Could you rewrite the stretch from the line containing "of the grass" through the end of the entries, replacing "photo" with "image" and changing nothing else?

■ **MATERIAL PROVIDED**:
+---+

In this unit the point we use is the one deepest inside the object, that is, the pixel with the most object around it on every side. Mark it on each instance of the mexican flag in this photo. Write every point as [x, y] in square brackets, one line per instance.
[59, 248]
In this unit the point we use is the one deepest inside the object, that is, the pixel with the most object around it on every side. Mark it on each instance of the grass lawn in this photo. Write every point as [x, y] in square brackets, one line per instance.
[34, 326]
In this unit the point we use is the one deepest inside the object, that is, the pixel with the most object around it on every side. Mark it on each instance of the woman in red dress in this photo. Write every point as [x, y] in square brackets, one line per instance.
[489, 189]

+---+

■ **THE ANSWER**:
In this unit the point we use is the one deepest inside the object, that is, the pixel with the most object around it on every side. Mark it on each instance of the grass lawn in this image. Write every point as [x, y] in square brackets, one line per instance.
[34, 326]
In this unit the point we use is the one deepest inside the object, that is, the pixel with the most object around it on every side. Mark it on each instance of the woman in red dress in this image. Write every point as [x, y] in square brackets, one line per instance.
[489, 189]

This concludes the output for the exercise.